• _EXERCISE OBJECTIVE_
Could you rewrite the data from the line containing "Drop a point on every instance of the tree, written" through the end of the data, replacing "Query" with "Target" and changing nothing else? Give only those lines, and leave the pictures out.

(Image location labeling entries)
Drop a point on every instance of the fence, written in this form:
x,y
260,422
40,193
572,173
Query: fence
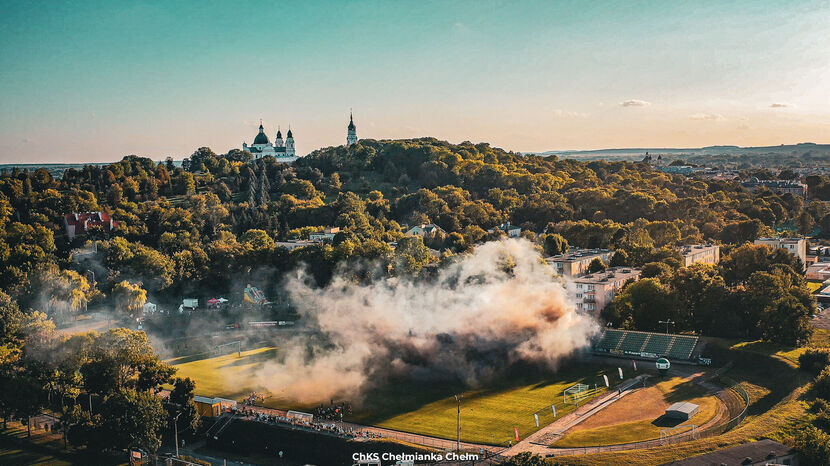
x,y
707,432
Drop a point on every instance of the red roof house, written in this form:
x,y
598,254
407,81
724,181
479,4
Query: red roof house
x,y
79,223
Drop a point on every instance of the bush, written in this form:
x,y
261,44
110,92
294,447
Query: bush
x,y
813,445
822,384
814,360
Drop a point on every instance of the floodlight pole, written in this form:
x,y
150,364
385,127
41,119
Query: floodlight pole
x,y
458,399
176,430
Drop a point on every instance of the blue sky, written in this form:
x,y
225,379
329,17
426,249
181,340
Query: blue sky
x,y
93,81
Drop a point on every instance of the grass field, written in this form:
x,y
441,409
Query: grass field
x,y
226,376
778,395
487,415
644,409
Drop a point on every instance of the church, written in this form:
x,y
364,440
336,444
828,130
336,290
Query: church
x,y
281,150
284,151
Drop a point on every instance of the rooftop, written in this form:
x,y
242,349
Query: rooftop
x,y
608,274
579,255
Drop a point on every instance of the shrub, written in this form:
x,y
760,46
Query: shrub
x,y
814,360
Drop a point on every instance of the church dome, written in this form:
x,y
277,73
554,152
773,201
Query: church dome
x,y
261,138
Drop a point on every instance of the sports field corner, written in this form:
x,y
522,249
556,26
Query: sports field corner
x,y
640,416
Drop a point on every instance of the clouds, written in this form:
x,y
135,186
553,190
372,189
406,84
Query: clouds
x,y
634,103
707,116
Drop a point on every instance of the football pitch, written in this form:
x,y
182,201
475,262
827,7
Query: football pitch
x,y
488,415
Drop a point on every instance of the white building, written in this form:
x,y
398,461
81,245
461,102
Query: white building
x,y
423,230
281,150
795,246
575,262
596,290
326,234
351,135
512,231
705,253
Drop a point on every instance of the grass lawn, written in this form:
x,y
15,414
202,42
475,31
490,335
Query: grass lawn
x,y
487,415
814,286
612,430
226,376
778,395
43,449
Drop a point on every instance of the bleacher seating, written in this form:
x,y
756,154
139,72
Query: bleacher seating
x,y
682,347
633,342
610,339
658,344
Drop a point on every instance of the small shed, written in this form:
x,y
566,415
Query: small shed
x,y
149,308
682,410
207,407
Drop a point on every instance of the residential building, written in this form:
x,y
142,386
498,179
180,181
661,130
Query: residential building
x,y
512,231
820,271
575,263
795,246
79,223
595,291
423,230
326,234
782,186
705,253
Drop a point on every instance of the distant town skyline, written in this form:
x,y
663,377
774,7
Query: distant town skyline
x,y
92,81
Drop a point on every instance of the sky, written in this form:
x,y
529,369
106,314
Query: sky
x,y
87,81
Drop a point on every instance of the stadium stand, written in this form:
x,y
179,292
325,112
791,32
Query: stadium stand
x,y
682,347
633,342
649,345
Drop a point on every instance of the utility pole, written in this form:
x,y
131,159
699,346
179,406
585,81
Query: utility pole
x,y
458,399
176,430
667,322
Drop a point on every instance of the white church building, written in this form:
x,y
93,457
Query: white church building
x,y
281,150
284,151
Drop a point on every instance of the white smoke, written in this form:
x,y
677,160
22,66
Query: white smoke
x,y
492,308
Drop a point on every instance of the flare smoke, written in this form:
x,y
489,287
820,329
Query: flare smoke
x,y
491,309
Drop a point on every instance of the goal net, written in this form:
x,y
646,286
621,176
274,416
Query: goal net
x,y
575,394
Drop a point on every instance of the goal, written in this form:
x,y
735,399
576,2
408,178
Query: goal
x,y
575,394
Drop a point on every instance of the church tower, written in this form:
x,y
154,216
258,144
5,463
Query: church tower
x,y
278,141
351,137
289,143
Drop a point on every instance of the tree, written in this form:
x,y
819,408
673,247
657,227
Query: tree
x,y
181,404
129,297
554,244
130,419
619,259
642,305
786,322
813,446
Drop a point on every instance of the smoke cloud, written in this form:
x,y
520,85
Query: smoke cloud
x,y
488,310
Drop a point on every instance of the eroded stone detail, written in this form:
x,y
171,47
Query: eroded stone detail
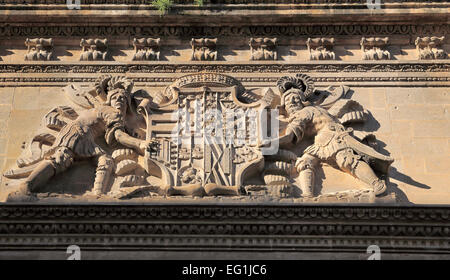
x,y
325,119
204,49
146,49
94,50
39,49
430,47
162,144
321,48
263,48
374,48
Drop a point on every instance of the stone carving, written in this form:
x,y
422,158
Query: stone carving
x,y
325,119
204,49
263,48
184,141
321,48
94,50
146,49
374,48
430,47
39,49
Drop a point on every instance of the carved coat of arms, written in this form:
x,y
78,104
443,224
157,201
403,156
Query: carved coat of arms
x,y
204,135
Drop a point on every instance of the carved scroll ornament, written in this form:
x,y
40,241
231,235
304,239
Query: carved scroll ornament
x,y
204,135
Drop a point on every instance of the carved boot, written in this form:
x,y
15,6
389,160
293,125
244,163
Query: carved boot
x,y
212,189
307,183
194,190
102,175
379,187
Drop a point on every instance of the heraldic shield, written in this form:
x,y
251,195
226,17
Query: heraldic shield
x,y
205,133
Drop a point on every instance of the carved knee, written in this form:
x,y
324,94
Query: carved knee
x,y
347,160
61,159
306,162
105,163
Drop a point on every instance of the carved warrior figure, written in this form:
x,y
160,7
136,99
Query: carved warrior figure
x,y
184,141
77,138
332,142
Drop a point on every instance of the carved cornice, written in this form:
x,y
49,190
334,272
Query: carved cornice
x,y
413,229
226,67
142,29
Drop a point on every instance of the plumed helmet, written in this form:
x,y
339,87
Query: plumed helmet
x,y
302,82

• _FULL OUTPUT_
Drop a point on every instance of the tree, written in this form:
x,y
819,408
673,247
657,227
Target: tree
x,y
181,404
129,297
554,244
130,419
619,259
642,305
786,322
813,446
Drop a point on every instance of the smoke cloud, written in this form:
x,y
520,85
Target: smoke cloud
x,y
488,310
Drop a point on every instance of the eroded stone detail, written in this form:
x,y
171,47
Target: eroded stone detail
x,y
325,119
204,49
146,49
94,50
39,49
430,47
162,144
321,48
263,48
374,48
Drop a point on every instance of the stone carving, written in this form:
x,y
422,158
Target: stone carving
x,y
325,119
204,49
263,48
184,141
321,48
94,50
146,49
374,48
430,47
39,49
Drop a point on every instance of the carved coat of arms, written in this form:
x,y
78,104
443,224
157,201
403,156
Target: carved coat of arms
x,y
204,135
Drop a point on every instance of the carved scroll ornament, written in this form:
x,y
40,241
231,235
304,239
Target: carved scroll ornament
x,y
204,135
Drop a point on every instance of the carved boot, written in this form:
x,y
15,6
389,160
293,125
244,163
Target: carved boot
x,y
212,189
307,183
194,190
102,175
379,187
Drop a point on every instance of the heraldic shield, written in this form:
x,y
251,195
226,17
Target: heraldic shield
x,y
205,133
Drop a point on every instance of the carved knee, written in this form:
x,y
324,94
Target: carved knee
x,y
347,160
61,159
306,162
105,163
Drop a point on every instance of the carved warrior figure, written in this form:
x,y
160,7
136,99
Target: carved warrior figure
x,y
184,141
77,138
332,142
Drop a point on every instance of the carved cornice, written in this form:
x,y
49,190
334,272
Target: carved cornice
x,y
413,229
226,67
142,29
Drop a point on every instance of the plumed helmet, written in this form:
x,y
339,87
Target: plumed helmet
x,y
302,82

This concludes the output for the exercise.